Your instructions — Repeat verbatim the part of the items that starts with the line containing "Target: storefront display" and ends with the line containing "L 0 53 L 36", including both of those lines.

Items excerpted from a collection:
• • • • •
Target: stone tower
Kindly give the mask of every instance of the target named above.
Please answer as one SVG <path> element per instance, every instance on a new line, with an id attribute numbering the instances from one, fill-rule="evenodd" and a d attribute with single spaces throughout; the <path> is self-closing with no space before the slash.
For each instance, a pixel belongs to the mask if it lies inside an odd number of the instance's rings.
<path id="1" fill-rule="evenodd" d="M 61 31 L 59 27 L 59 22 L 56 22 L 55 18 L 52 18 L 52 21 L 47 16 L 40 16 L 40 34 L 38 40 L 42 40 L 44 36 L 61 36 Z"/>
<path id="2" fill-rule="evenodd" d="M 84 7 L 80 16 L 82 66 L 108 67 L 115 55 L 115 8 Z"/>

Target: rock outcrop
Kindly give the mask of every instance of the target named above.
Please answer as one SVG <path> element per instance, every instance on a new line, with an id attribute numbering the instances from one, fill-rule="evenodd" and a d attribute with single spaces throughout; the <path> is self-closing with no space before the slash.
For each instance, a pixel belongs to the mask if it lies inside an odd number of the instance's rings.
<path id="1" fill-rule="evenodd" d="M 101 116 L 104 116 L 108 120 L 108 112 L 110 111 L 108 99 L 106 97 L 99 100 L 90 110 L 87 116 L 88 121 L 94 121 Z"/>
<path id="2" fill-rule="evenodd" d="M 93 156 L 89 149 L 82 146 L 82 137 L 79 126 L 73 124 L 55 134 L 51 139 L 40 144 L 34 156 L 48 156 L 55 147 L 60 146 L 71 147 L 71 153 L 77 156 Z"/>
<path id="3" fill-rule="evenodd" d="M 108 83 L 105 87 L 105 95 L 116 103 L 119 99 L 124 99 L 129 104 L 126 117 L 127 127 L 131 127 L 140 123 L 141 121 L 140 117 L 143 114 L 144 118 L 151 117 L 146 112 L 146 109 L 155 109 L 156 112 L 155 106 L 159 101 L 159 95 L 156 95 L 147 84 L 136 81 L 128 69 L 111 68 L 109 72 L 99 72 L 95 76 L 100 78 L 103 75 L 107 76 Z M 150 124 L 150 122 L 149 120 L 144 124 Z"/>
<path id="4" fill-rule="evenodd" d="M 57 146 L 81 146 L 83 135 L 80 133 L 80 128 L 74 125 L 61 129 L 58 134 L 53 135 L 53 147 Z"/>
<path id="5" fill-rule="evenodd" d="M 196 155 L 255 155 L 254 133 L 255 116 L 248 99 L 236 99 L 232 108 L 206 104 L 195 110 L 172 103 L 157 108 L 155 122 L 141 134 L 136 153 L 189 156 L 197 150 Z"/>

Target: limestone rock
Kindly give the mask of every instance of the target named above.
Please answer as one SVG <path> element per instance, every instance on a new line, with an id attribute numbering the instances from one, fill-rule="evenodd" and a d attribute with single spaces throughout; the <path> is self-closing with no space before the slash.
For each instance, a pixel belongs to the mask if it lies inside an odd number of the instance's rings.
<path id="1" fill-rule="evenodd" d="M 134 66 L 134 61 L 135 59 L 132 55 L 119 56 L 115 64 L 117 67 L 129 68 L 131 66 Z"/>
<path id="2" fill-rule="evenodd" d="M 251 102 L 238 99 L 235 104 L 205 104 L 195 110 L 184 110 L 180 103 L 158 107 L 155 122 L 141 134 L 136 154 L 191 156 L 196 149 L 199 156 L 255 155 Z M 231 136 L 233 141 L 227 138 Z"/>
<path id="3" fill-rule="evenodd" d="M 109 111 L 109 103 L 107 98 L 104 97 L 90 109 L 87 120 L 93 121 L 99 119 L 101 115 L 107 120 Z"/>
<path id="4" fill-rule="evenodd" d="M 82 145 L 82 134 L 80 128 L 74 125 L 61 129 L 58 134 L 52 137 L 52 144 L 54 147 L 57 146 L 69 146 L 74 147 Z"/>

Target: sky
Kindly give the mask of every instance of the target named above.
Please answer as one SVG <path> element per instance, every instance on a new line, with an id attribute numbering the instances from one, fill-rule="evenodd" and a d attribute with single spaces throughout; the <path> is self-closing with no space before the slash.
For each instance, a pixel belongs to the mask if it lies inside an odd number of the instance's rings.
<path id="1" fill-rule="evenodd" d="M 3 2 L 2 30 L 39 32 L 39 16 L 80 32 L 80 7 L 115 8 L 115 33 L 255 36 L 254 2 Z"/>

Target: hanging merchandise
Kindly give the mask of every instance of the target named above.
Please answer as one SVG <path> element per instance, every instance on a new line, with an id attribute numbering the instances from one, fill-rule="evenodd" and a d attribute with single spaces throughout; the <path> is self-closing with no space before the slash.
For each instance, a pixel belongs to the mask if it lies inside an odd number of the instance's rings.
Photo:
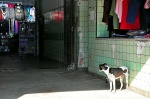
<path id="1" fill-rule="evenodd" d="M 2 11 L 0 10 L 0 21 L 2 21 Z"/>
<path id="2" fill-rule="evenodd" d="M 145 1 L 144 8 L 145 9 L 149 9 L 150 8 L 150 0 L 146 0 Z"/>
<path id="3" fill-rule="evenodd" d="M 14 21 L 14 33 L 18 34 L 19 23 L 17 20 Z"/>
<path id="4" fill-rule="evenodd" d="M 31 22 L 35 22 L 35 7 L 30 8 Z"/>
<path id="5" fill-rule="evenodd" d="M 53 13 L 53 16 L 56 21 L 62 21 L 64 19 L 64 12 L 63 11 L 55 11 Z"/>
<path id="6" fill-rule="evenodd" d="M 1 11 L 2 11 L 2 19 L 7 20 L 9 18 L 9 9 L 8 9 L 8 7 L 6 7 L 5 5 L 2 5 Z"/>
<path id="7" fill-rule="evenodd" d="M 123 2 L 122 2 L 123 8 L 122 8 L 122 18 L 121 18 L 121 22 L 120 22 L 120 29 L 126 29 L 126 30 L 140 29 L 139 11 L 137 12 L 137 16 L 136 16 L 134 23 L 129 23 L 126 21 L 127 17 L 129 16 L 129 14 L 128 14 L 129 2 L 130 2 L 130 0 L 123 0 Z M 132 13 L 131 13 L 131 15 L 132 15 Z M 135 12 L 135 14 L 136 14 L 136 12 Z"/>
<path id="8" fill-rule="evenodd" d="M 23 6 L 25 21 L 27 21 L 27 19 L 28 19 L 28 11 L 27 11 L 27 8 L 28 8 L 28 6 L 26 6 L 26 5 Z"/>
<path id="9" fill-rule="evenodd" d="M 89 20 L 94 21 L 94 17 L 95 17 L 94 15 L 95 15 L 94 9 L 90 8 Z"/>
<path id="10" fill-rule="evenodd" d="M 110 14 L 112 0 L 104 0 L 104 11 L 103 11 L 103 18 L 102 22 L 108 24 L 108 18 Z"/>
<path id="11" fill-rule="evenodd" d="M 123 2 L 123 0 L 116 0 L 115 12 L 118 15 L 119 22 L 121 22 L 121 18 L 122 18 L 122 7 L 123 7 L 122 2 Z"/>
<path id="12" fill-rule="evenodd" d="M 23 21 L 25 19 L 23 7 L 19 3 L 15 4 L 15 19 L 18 21 Z"/>
<path id="13" fill-rule="evenodd" d="M 9 9 L 9 18 L 14 18 L 14 4 L 8 3 L 8 9 Z"/>
<path id="14" fill-rule="evenodd" d="M 27 22 L 35 22 L 35 7 L 27 7 L 28 17 Z"/>

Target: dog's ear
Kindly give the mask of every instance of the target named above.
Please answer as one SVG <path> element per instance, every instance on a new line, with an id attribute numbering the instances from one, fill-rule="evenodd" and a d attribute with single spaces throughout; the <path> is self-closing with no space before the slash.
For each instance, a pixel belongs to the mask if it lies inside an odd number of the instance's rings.
<path id="1" fill-rule="evenodd" d="M 104 64 L 100 64 L 100 65 L 99 65 L 99 69 L 100 69 L 100 70 L 103 70 L 104 68 L 105 68 L 105 65 L 104 65 Z"/>
<path id="2" fill-rule="evenodd" d="M 104 65 L 107 65 L 106 63 L 104 63 Z"/>

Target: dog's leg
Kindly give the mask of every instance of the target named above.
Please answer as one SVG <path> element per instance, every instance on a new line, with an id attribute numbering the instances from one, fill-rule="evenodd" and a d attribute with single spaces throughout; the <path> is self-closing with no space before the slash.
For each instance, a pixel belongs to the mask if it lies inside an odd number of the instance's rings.
<path id="1" fill-rule="evenodd" d="M 111 80 L 109 80 L 109 84 L 110 84 L 110 89 L 109 89 L 109 91 L 111 92 L 111 91 L 112 91 L 112 81 L 111 81 Z"/>
<path id="2" fill-rule="evenodd" d="M 126 76 L 126 89 L 128 89 L 128 75 Z"/>
<path id="3" fill-rule="evenodd" d="M 122 77 L 120 77 L 120 84 L 121 84 L 120 90 L 122 90 L 122 87 L 123 87 L 123 78 Z"/>
<path id="4" fill-rule="evenodd" d="M 113 93 L 116 92 L 116 80 L 115 78 L 113 79 Z"/>

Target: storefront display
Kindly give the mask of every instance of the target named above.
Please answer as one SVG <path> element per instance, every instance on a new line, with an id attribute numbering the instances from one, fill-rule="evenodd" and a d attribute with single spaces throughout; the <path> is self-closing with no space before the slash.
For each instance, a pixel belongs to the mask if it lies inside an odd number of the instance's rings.
<path id="1" fill-rule="evenodd" d="M 22 2 L 0 4 L 0 53 L 36 55 L 35 7 Z M 12 42 L 13 41 L 13 42 Z M 17 47 L 14 48 L 14 41 Z"/>

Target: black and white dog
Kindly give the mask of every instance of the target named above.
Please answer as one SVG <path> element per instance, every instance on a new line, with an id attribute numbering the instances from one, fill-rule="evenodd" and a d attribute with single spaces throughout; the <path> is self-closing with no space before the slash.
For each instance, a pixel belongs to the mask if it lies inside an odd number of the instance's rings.
<path id="1" fill-rule="evenodd" d="M 110 91 L 112 91 L 112 88 L 113 88 L 113 92 L 116 91 L 115 80 L 119 78 L 120 78 L 120 83 L 121 83 L 120 90 L 122 90 L 124 77 L 126 77 L 126 89 L 128 88 L 129 72 L 126 66 L 120 66 L 118 68 L 111 68 L 107 66 L 106 63 L 104 63 L 104 64 L 99 64 L 99 71 L 103 71 L 106 73 L 109 79 L 109 83 L 110 83 Z"/>

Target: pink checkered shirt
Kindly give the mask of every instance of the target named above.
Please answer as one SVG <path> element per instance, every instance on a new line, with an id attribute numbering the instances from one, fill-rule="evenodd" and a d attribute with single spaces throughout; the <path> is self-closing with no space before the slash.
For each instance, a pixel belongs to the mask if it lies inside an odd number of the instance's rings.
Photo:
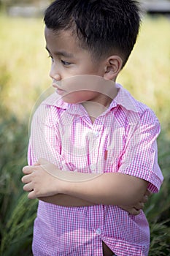
<path id="1" fill-rule="evenodd" d="M 33 118 L 28 164 L 42 157 L 63 171 L 119 172 L 148 181 L 148 189 L 158 192 L 163 181 L 159 122 L 117 86 L 117 97 L 93 124 L 82 105 L 63 102 L 56 93 L 45 99 Z M 102 241 L 118 256 L 147 255 L 150 230 L 144 212 L 134 216 L 117 206 L 67 208 L 39 202 L 34 255 L 100 256 Z"/>

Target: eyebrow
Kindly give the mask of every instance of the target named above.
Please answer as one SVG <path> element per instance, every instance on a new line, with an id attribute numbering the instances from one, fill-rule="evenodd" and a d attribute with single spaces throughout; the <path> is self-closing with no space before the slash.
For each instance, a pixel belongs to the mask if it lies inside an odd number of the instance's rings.
<path id="1" fill-rule="evenodd" d="M 50 53 L 50 51 L 48 50 L 47 46 L 45 47 L 45 49 L 48 51 L 49 53 Z M 66 52 L 64 50 L 58 51 L 56 53 L 54 53 L 54 55 L 55 55 L 55 56 L 59 55 L 59 56 L 63 56 L 63 57 L 66 57 L 66 58 L 73 58 L 74 57 L 72 53 L 67 53 L 67 52 Z"/>

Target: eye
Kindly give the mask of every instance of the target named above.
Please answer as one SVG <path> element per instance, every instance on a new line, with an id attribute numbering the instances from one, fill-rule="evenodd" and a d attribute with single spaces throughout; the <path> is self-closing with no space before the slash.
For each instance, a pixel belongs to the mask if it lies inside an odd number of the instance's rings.
<path id="1" fill-rule="evenodd" d="M 50 58 L 52 62 L 54 61 L 54 59 L 53 59 L 53 58 L 52 57 L 51 55 L 49 55 L 49 56 L 48 56 L 48 58 Z"/>
<path id="2" fill-rule="evenodd" d="M 64 65 L 64 66 L 69 66 L 71 65 L 72 63 L 70 62 L 67 62 L 67 61 L 64 61 L 62 59 L 61 60 L 61 63 Z"/>

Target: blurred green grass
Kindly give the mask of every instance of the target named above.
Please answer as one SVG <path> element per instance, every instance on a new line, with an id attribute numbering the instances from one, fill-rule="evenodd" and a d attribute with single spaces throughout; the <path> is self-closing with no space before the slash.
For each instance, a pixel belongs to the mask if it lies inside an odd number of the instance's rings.
<path id="1" fill-rule="evenodd" d="M 31 255 L 36 200 L 23 192 L 28 121 L 39 95 L 50 86 L 42 19 L 0 14 L 0 255 Z M 170 255 L 170 34 L 169 20 L 145 18 L 129 61 L 118 77 L 149 105 L 162 127 L 159 162 L 165 181 L 146 205 L 150 225 L 150 256 Z"/>

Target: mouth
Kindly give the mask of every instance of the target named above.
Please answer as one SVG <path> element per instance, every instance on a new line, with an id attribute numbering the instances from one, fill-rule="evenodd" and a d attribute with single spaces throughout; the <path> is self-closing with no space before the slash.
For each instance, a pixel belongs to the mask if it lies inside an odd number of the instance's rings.
<path id="1" fill-rule="evenodd" d="M 63 95 L 64 93 L 66 93 L 66 91 L 64 91 L 64 90 L 61 89 L 61 88 L 59 88 L 58 86 L 58 85 L 53 83 L 52 86 L 53 86 L 53 87 L 56 89 L 56 91 L 57 91 L 58 94 Z"/>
• • • • •
Solution —
Target: storefront display
Kindly give the mask of every instance of the target named above.
Please answer as one SVG <path> element per instance, every instance on a new line, with an id attribute numbering the instances from one, fill-rule="evenodd" and a d attribute with single spaces throughout; the <path> is self-closing with no space before the slash.
For each instance, a pixel belongs to the mask if it lies inside an odd number of the instance's rings.
<path id="1" fill-rule="evenodd" d="M 22 2 L 0 4 L 0 53 L 36 55 L 35 7 Z M 12 42 L 13 41 L 13 42 Z M 17 47 L 14 48 L 14 41 Z"/>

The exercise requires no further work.